(Entries from a point-annotation set)
◇ ◇ ◇ ◇ ◇ ◇ ◇

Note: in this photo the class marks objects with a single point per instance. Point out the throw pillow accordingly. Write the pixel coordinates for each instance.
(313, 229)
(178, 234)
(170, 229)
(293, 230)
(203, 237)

◇ ◇ ◇ ◇ ◇ ◇ ◇

WHAT YOU HAVE TO DO: Write out every line of the material above again with its wording unchanged, but reduce each coordinate in the answers by 29.

OUTPUT BELOW:
Note: in this photo the class marks objects with a single point per instance. Point out the throw pillow accordingly. Write the pixel coordinates for each instance.
(284, 200)
(149, 205)
(141, 200)
(264, 201)
(174, 208)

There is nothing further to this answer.